=== Begin Enclosure ===
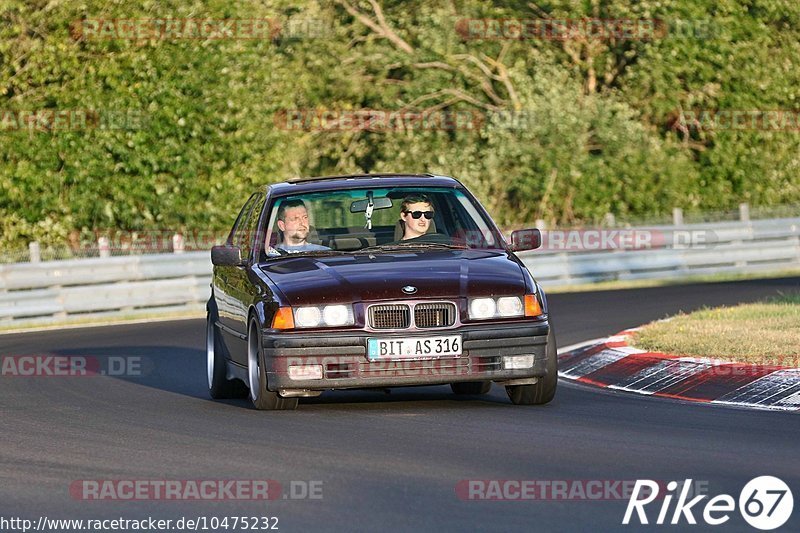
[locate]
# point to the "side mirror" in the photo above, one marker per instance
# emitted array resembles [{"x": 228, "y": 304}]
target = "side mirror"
[
  {"x": 226, "y": 255},
  {"x": 525, "y": 239}
]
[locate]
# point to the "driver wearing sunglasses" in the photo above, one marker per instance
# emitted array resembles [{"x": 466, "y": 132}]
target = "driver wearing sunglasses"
[{"x": 416, "y": 212}]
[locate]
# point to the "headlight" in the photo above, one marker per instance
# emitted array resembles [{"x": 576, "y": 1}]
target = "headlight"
[
  {"x": 337, "y": 315},
  {"x": 503, "y": 307},
  {"x": 307, "y": 317},
  {"x": 509, "y": 306},
  {"x": 482, "y": 308},
  {"x": 324, "y": 316}
]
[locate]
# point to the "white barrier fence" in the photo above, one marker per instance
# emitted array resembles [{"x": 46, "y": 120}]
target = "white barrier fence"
[{"x": 123, "y": 286}]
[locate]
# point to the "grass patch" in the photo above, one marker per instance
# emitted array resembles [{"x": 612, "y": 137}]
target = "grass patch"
[{"x": 766, "y": 332}]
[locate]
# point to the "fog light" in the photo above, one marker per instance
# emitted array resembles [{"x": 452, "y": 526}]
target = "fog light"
[
  {"x": 517, "y": 362},
  {"x": 299, "y": 372}
]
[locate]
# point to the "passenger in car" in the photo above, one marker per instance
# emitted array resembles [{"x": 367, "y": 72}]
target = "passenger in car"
[
  {"x": 294, "y": 224},
  {"x": 416, "y": 214}
]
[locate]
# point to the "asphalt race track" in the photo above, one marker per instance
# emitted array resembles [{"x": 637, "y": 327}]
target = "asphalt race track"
[{"x": 386, "y": 461}]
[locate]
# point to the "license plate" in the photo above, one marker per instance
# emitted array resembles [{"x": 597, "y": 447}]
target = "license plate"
[{"x": 414, "y": 347}]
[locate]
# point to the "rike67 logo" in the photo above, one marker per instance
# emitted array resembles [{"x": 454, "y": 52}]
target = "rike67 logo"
[{"x": 765, "y": 503}]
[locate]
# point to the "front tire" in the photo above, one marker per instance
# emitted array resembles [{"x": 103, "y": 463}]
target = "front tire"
[
  {"x": 260, "y": 395},
  {"x": 544, "y": 390}
]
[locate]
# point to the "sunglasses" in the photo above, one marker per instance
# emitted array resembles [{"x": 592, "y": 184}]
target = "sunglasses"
[{"x": 417, "y": 214}]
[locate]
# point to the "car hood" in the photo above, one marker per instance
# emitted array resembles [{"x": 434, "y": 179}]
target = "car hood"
[{"x": 381, "y": 276}]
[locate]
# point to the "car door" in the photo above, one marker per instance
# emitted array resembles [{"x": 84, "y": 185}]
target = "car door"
[
  {"x": 227, "y": 282},
  {"x": 241, "y": 289}
]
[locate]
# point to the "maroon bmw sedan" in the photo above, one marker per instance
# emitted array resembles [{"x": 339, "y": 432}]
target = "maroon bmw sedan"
[{"x": 374, "y": 281}]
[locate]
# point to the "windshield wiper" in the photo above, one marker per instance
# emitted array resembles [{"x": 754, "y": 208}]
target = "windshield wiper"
[
  {"x": 307, "y": 253},
  {"x": 406, "y": 246}
]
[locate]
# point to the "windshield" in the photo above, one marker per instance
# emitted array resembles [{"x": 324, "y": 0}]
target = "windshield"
[{"x": 368, "y": 220}]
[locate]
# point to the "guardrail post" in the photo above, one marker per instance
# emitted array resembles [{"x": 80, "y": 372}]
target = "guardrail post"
[
  {"x": 744, "y": 212},
  {"x": 177, "y": 244},
  {"x": 104, "y": 246},
  {"x": 35, "y": 252},
  {"x": 677, "y": 216}
]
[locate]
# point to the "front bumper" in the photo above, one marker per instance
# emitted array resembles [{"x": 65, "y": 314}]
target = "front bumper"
[{"x": 343, "y": 357}]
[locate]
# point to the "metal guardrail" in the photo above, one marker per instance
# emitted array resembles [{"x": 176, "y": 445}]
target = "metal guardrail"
[
  {"x": 682, "y": 251},
  {"x": 54, "y": 290}
]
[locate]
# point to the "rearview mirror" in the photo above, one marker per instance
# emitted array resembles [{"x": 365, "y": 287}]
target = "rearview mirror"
[
  {"x": 226, "y": 255},
  {"x": 525, "y": 239},
  {"x": 381, "y": 202}
]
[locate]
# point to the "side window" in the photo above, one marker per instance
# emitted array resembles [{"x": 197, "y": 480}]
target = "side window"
[
  {"x": 246, "y": 226},
  {"x": 234, "y": 237},
  {"x": 250, "y": 227}
]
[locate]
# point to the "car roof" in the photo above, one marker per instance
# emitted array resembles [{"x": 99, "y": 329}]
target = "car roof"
[{"x": 332, "y": 183}]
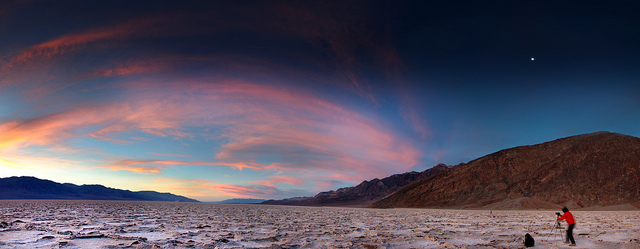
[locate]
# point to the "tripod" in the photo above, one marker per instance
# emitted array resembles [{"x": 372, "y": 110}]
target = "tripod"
[{"x": 557, "y": 228}]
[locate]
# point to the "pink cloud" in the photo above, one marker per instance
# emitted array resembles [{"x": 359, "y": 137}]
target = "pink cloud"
[
  {"x": 308, "y": 136},
  {"x": 273, "y": 180},
  {"x": 134, "y": 165},
  {"x": 250, "y": 191}
]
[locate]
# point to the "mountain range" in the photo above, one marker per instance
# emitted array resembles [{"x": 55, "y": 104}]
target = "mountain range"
[
  {"x": 593, "y": 170},
  {"x": 599, "y": 170},
  {"x": 26, "y": 187},
  {"x": 364, "y": 193}
]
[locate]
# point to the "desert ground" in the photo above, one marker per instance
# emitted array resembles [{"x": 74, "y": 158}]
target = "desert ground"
[{"x": 118, "y": 224}]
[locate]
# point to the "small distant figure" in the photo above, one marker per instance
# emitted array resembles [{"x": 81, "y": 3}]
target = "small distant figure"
[
  {"x": 529, "y": 241},
  {"x": 571, "y": 222}
]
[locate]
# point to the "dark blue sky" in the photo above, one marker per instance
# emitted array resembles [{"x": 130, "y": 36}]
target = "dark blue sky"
[{"x": 273, "y": 99}]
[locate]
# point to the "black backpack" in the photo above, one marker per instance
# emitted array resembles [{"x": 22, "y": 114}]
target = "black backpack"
[{"x": 528, "y": 240}]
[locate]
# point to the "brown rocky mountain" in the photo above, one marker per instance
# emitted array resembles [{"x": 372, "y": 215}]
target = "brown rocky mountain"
[
  {"x": 591, "y": 170},
  {"x": 364, "y": 193}
]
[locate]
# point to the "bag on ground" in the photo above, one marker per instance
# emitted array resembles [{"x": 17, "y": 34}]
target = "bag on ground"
[{"x": 528, "y": 240}]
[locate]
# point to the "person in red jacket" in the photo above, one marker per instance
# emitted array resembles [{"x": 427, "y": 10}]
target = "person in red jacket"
[{"x": 571, "y": 222}]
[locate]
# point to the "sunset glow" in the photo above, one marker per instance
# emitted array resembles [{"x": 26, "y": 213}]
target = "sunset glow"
[{"x": 275, "y": 100}]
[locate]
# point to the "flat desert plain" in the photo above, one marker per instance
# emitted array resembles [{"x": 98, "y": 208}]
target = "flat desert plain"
[{"x": 117, "y": 224}]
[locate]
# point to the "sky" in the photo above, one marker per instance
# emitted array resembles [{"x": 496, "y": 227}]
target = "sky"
[{"x": 275, "y": 99}]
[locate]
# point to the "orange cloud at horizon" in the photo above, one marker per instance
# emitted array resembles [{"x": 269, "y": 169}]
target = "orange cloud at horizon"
[{"x": 308, "y": 137}]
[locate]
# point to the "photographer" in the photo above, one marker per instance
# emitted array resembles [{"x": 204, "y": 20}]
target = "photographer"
[{"x": 571, "y": 222}]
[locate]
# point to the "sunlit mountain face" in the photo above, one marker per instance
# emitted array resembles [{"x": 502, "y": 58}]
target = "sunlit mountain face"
=== End Enclosure ===
__What you need to do__.
The required output is each line of the entries that contains the word "face".

__Output for this task__.
# point to the "sunlit mountain face" in the photo above, one marker per instance
target = "sunlit mountain face"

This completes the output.